- O que fazer
- a) Responda com base no texto sobre os clubes de cannabis:
(i) Quais clubes de futebol da Argentina são citados como associações sem fins lucrativos?
(ii) Que porcentagem de usuários de maconha o estudo atribui à Argentina, e em que faixa etária?
(iii) Qual artigo da Constituição da Nação Argentina é citado?
- b) As afirmações abaixo estão de acordo com o texto sobre os clubes de cannabis? Responda sim ou não e cite as palavras do texto que decidem.
(i) O REPROCANN permite que estrangeiros obtenham autorização para cultivo controlado.
(ii) O estudo da Statis foi realizado em 2018.
(iii) Os clubes de cannabis argentinos são administrados por meio de assembleias e comissão diretiva.
- c) Prossiga o texto sobre os clubes de cannabis a partir da última frase apresentada.

- Texto do exercício

Mas, os clubes são lucrativos?
No futebol, clubes como Boca Junior e River Plate da Argentina, Peñarol do Uruguai, Barcelona da Espanha e muitos outros são associações sem fins lucrativos. O termo “clube” é apenas usual, cultural. Segundo Juan, as associações de maconha para uso medicinal funcionam da mesma forma.
“Os times de futebol recebem e gastam milhões de dólares por ano, isso é algo normal. Os clubes de cannabis argentinos se manejam da mesma forma, de maneira democrática, por meio de assembleias, comissão diretiva e afins. Seu fim é social”, comenta Juan.
O advogado complementa dizendo que sim, os clubes já são lucrativos: “Nunca falta demanda, cada vez mais se cultiva, de maneira legal na Argentina”. Vale lembrar que, segundo estudo realizado pela Statis, empresa alemã de coleta e visualização de dados, em 2018, o país já era o maior em número de usuários de maconha na América Latina, de forma proporcional a sua população, cerca de 21% entre pessoas de 15 a 64 anos.
Cannabis para estrangeiros
Conforme Juan, o REPROCANN - cadastro necessário para ser sócio de um clube - não autoriza pessoas de nacionalidade diferente da argentina a realizar sua autorização para cultivo controlado. Ou seja, pelo programa cannabis, apenas cidadãos do país podem participar de ONGs de cultivo.
Mas, segundo a Constituição da Nação Argentina, artigo 20, “Os estrangeiros gozam no território da Nação de todos os direitos civis do cidadão; podem exercer a sua indústria, comércio e profissão; imóveis próprios…”. Por este motivo, estrangeiros, como os brasileiros, podem e já participam de associações de cultivo na Argentina.

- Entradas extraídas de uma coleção
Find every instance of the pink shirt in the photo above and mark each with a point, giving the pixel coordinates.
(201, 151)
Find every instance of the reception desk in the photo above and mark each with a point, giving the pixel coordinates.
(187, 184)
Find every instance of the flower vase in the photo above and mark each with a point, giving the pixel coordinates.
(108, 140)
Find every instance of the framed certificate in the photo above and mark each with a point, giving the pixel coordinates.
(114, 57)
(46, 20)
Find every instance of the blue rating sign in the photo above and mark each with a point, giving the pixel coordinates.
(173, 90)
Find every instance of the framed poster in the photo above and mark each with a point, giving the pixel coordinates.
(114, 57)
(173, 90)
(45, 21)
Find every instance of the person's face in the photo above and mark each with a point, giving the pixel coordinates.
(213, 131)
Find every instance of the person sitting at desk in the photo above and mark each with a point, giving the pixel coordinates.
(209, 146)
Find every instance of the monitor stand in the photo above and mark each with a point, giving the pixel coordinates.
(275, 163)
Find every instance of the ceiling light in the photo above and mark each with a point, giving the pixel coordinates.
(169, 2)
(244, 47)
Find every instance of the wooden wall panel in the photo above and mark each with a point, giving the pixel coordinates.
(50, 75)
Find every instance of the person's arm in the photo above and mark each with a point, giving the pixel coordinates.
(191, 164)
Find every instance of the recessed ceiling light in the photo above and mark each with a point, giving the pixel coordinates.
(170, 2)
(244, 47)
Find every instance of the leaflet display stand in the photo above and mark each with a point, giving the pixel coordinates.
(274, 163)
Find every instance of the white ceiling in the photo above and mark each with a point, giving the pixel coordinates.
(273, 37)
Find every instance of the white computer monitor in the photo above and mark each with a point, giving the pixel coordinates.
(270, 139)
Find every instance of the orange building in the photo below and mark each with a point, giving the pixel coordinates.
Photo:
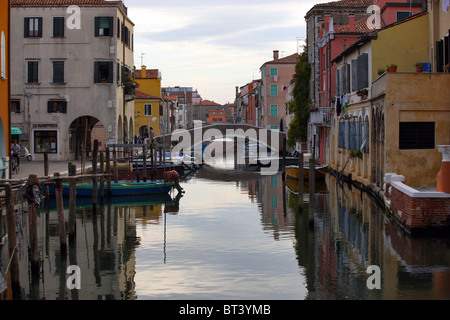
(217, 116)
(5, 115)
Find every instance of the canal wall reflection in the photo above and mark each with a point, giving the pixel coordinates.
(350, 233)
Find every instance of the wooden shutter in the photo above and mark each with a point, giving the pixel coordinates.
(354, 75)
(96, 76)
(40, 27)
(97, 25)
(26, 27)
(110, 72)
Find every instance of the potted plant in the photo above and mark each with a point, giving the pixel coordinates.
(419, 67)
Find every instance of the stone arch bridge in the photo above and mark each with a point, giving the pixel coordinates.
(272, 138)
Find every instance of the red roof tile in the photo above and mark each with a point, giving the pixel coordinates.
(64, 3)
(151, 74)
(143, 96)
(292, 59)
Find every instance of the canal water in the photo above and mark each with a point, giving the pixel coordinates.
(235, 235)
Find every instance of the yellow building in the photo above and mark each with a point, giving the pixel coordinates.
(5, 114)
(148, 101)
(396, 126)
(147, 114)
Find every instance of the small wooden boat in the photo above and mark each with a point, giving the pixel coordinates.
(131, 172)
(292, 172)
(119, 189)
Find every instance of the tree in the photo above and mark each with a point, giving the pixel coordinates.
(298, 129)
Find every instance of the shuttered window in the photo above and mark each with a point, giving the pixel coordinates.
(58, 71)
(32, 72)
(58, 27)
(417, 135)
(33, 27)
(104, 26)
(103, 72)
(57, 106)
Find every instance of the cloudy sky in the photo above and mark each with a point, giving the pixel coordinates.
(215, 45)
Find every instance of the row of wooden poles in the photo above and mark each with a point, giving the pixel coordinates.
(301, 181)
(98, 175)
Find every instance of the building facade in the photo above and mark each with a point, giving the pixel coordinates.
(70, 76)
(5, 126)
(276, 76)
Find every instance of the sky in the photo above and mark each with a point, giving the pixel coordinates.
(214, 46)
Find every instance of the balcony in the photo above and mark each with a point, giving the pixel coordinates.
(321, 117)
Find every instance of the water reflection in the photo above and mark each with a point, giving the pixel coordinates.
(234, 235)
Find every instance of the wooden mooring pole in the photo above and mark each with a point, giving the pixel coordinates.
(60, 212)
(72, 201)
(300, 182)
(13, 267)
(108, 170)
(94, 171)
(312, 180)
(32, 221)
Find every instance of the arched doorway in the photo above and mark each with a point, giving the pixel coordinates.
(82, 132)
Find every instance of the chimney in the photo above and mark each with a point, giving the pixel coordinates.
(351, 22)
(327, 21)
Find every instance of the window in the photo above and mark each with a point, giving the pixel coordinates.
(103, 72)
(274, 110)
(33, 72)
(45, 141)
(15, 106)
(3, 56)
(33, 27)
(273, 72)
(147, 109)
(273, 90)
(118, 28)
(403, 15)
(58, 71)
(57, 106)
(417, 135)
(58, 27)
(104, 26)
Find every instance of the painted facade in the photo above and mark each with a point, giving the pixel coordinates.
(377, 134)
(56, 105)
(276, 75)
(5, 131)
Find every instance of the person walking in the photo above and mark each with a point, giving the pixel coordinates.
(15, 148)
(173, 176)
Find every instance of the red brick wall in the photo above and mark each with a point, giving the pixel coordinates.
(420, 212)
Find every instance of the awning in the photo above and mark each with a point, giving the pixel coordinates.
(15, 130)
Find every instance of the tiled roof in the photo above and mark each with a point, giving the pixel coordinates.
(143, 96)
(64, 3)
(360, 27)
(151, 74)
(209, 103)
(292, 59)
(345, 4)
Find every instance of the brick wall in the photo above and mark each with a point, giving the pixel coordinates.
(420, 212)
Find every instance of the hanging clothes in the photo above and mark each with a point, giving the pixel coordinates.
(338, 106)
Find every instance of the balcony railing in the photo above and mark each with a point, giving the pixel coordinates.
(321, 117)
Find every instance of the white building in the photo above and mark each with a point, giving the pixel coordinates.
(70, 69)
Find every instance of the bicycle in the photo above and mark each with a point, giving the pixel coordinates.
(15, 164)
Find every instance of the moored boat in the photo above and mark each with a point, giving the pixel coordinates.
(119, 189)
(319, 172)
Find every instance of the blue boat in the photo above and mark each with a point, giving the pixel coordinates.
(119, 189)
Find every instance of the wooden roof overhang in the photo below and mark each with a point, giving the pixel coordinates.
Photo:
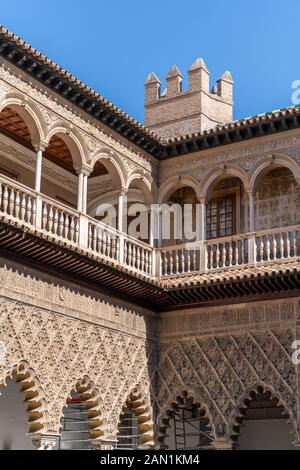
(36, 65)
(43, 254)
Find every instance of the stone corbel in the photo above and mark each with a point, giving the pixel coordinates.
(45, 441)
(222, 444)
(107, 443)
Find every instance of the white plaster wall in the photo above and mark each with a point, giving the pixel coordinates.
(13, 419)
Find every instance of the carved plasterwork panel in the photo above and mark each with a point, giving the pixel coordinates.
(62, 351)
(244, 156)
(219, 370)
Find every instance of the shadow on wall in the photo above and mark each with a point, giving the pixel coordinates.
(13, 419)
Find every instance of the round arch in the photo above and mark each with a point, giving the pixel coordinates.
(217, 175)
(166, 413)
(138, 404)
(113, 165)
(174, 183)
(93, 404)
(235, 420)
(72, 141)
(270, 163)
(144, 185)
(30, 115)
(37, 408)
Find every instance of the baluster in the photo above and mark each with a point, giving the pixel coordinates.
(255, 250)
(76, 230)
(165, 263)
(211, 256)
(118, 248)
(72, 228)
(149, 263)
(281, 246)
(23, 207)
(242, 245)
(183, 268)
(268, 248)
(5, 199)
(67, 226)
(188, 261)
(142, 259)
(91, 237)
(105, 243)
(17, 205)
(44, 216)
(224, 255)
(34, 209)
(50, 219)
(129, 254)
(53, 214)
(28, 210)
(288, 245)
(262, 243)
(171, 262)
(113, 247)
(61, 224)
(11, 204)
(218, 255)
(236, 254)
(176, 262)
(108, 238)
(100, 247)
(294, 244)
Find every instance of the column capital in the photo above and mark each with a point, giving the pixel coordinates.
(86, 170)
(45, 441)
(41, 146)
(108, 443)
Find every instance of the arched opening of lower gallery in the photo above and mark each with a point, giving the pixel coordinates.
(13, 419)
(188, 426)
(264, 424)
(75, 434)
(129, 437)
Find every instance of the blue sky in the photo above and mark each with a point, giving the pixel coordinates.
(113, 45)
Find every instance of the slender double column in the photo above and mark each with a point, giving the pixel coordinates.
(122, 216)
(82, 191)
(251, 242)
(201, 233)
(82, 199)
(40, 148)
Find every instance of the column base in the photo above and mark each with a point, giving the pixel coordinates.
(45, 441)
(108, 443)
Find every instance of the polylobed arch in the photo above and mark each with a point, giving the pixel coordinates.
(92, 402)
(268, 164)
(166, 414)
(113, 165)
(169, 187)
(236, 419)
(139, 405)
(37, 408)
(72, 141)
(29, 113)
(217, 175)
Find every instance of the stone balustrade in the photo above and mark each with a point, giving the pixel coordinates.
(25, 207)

- Respostas das tarefas
- a)
(i) Boca Junior e River Plate.
(ii) Cerca de 21%, entre pessoas de 15 a 64 anos.
(iii) O artigo 20.

- b)
(i) Não: "não autoriza pessoas de nacionalidade diferente da argentina a realizar sua autorização para cultivo controlado".
(ii) Sim: "segundo estudo realizado pela Statis, empresa alemã de coleta e visualização de dados, em 2018".
(iii) Sim: "de maneira democrática, por meio de assembleias, comissão diretiva e afins".

- c)
“Hoje temos clubes que abastecem comunidades brasileiras, russas. Os argentinos precisam estar cadastrados no REPROCANN, já os estrangeiros não”, comenta Juan.
Avanços industriais
Em 2023, a Argentina, mais uma vez, mostrou que a cannabis é um dos pilares de sua economia, ao sancionar o decreto da Lei nº 27.669/2022. A normativa é referente ao desenvolvimento da cannabis medicinal e do cânhamo industrial e, tem como principal destaque a flexibilização do tetrahidrocanabinol (THC), que deixou de ser considerado um estupefaciente - substância psicotrópica - em quantidades inferiores a 1%.
Também, constata como ponto importante a introdução, a cadeia do cânhamo industrial, de alimentos, bebidas, suplementos, cosméticos. Que, por sua vez, serão reguladas pela Agência Reguladora da Indústria do Cânhamo e da Canábis Medicinal (ARICCAME). O órgão ainda fica responsável pela importação, exportação, cultivo, produção industrial, fabricação, comercialização e aquisição, a qualquer título, de sementes da planta cannabis, de cannabis e seus produtos derivados para fins medicinais ou industriais.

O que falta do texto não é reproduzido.